(Lines of data)
---
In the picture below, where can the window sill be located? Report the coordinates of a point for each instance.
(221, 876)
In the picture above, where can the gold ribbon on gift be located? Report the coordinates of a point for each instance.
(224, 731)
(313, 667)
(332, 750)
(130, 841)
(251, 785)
---
Task description ▸
Copy the material above line for line, without changing anything.

Answer in full ▸
In the picture below, where can the window sill be located? Report the coordinates of a point for each instance.
(221, 876)
In the picture above, where can the gold ribbon on gift be located? Report the coordinates of a point for each instance.
(224, 731)
(313, 667)
(332, 750)
(130, 841)
(251, 785)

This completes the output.